Y yo creía imposible que hubiera algo diferente para todo el mundo. En serio me sorprende, aunque sea un axioma (en algunos casos, menos en cuestión de derechos). Mientras, no veía lo que para un colegio es gestionar la logística de la noche de los mejores, de una ceremonia de grados, sabiendo que lo hicieron con muchas tandas de estudiantes hoy perdidos también en la masa, pero, tal vez, conscientes de su individualidad, de la caracterización que tiene el trabajo, la empresa, el sistema de ellos.

Vuelvo a una consideración sociolingüista: si no fuéramos individuos, la expresión «¿Por qué a mí?» demuestra la singularidad de los sucesos de la vida —de las personas sobre la vida, o del destino superior sobre la vida—. Ese «¿Por qué a mí?» es casi la exhortación metafísica del yo soy, aunque esta es de ímpetu y aquella de agobio. La suspiran los reclusos, los estudiantes que perdieron una materia por una nota, el empleado despedido por una mala venta, los primeras líneas detenidos y judicializados después del Paro (olfateo incansable de investigadores urgidos por encerrar a los luchadores del pueblo).

El mundo que me diferenció la testigo de Jehová tiene una cédula, una hoja de vida, un nombre, una cama, propia o ajena, catre o lecho, en la cual duerme; un baño, público o privado, en el cual hace sus necesidades; un cepillo, nuevo o viejo, con el cual se cepilla; unos zapatos, de marca o chiviados, con los cuales protege sus pies; una carrera (los más privilegiados: competencia); una moto; un carné de vacunación; un cigarrillo que fuma y bota para que un recogedor o un aguacero lo tienda al mar. Y ese fulano, perano, mengano, zutano, perencejo y zutanejo que hace parte del mundo, después de ser archivo, perito, investigación de Uno contra Uno, muere en la masa (los más desafortunados).

 

***

 

Para reforzar la cuestión de la individualidad, esta vez menos explícita en la masa, traigo a Eduardo Caballero Calderón. En serio que, a veces, la simple manera de un hombre, frágil pero lleno de insignias como ministro, canciller, teniente, etc., vuelca hitos históricos a la basura: (Hablamientos y pensadurías, sexto cuaderno):

 

Hace muchos años, en plena guerra de España, entrevisté al presidente de la comunidad vasca o vascuence, señor Irusta, recién llegado a Colombia a negociar con el Gobierno el asentamiento de doscientos o trescientos mil compatriotas suyos en nuestras costas del Caribe. Hombres de tierra y mar, rudos campesinos de una comarca verde y húmeda, salpicada de caseríos encantadores, seguramente se amañarían —como decimos los colombianos— en el esplendoroso paisaje que le da la cara al mar en bahías y caletas rodeadas de bosques, y las espaldas a la imponente Sierra Nevada de Santa Marta. Me decía Irusta que esos hombres y sus familias, o las que no tardarían en fundar al mezclarse con nuestros compatriotas costeños, formarían pequeñas aldeas de pescadores y labrarían la tierra. Sólo pedían al Gobierno colombiano protección y crédito para iniciar sus trabajos.

Material proporcionado -
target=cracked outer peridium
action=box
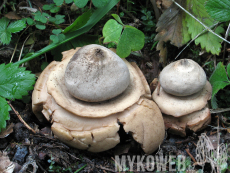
[32,49,165,153]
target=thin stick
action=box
[0,0,7,11]
[172,0,230,44]
[185,148,196,163]
[8,102,36,134]
[10,25,30,63]
[222,23,230,62]
[18,33,32,61]
[175,23,218,59]
[150,0,160,21]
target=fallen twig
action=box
[185,148,196,163]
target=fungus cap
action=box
[65,44,130,102]
[159,59,207,96]
[47,51,146,118]
[32,48,165,154]
[152,81,212,117]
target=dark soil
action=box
[0,0,230,173]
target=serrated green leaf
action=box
[52,29,61,35]
[116,26,145,58]
[63,10,92,34]
[50,6,61,13]
[0,17,10,32]
[74,0,88,8]
[26,18,34,25]
[205,0,230,22]
[54,0,64,6]
[0,97,11,132]
[35,24,46,30]
[102,19,123,44]
[185,0,223,55]
[92,0,108,8]
[0,63,35,99]
[7,20,26,33]
[0,30,12,44]
[111,14,124,26]
[227,63,230,77]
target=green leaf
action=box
[63,10,92,34]
[0,17,26,44]
[0,63,35,99]
[212,81,230,97]
[102,19,123,44]
[116,25,145,58]
[155,1,191,48]
[34,11,47,23]
[52,29,61,35]
[211,96,218,109]
[35,24,46,30]
[185,0,224,55]
[65,0,73,4]
[92,0,108,8]
[209,62,228,85]
[227,63,230,77]
[0,17,10,32]
[51,34,98,61]
[205,0,230,22]
[26,17,34,25]
[58,34,65,41]
[54,0,64,6]
[49,15,65,25]
[209,62,230,97]
[41,61,49,71]
[0,30,12,44]
[15,0,119,65]
[195,26,225,55]
[50,35,59,43]
[0,97,11,132]
[74,0,88,8]
[50,6,61,13]
[42,4,55,10]
[42,12,51,17]
[7,20,26,33]
[111,14,124,26]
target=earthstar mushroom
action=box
[152,59,212,136]
[32,45,165,153]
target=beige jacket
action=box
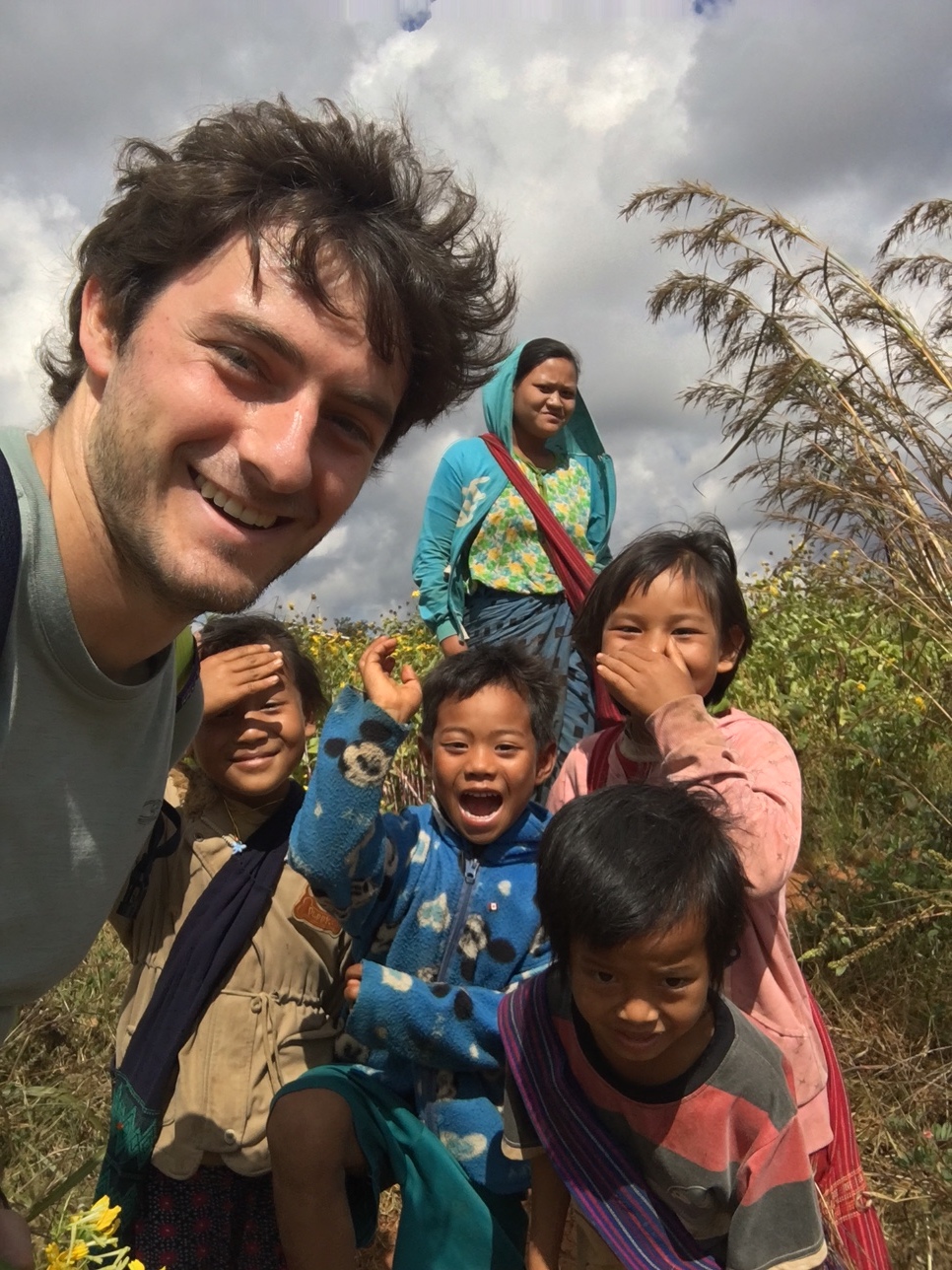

Su tarea -
Responda, con base en el fragmento sobre la individualidad:
(a) ¿Qué expresión demuestra la singularidad de los sucesos de la vida?
(b) ¿A quién se trae para reforzar la cuestión de la individualidad?
(c) Según Irusta, ¿qué pedían sus compatriotas al Gobierno colombiano?
Los datos constituyen un material independiente del fragmento sobre la individualidad.

Resultado del ejercicio -
(a) La expresión «¿Por qué a mí?».
(b) A Eduardo Caballero Calderón.
(c) Protección y crédito para iniciar sus trabajos.